Exercise instructions -
Rewrite every line of the items below, requests included, scaling each coordinate value in the answers by 1.5 and rounding to whole numbers, with halves rounded up.
-------- Task material
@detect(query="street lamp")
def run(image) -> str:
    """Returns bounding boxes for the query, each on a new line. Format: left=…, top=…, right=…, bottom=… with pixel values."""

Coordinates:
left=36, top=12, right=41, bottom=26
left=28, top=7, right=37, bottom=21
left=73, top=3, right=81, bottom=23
----------------
Task answer -
@detect(query="street lamp")
def run(image) -> str:
    """Returns bounding boxes for the query, each on a new line. Format: left=…, top=…, right=…, bottom=… with pixel values."""

Coordinates:
left=54, top=18, right=62, bottom=39
left=42, top=11, right=56, bottom=32
left=110, top=5, right=122, bottom=35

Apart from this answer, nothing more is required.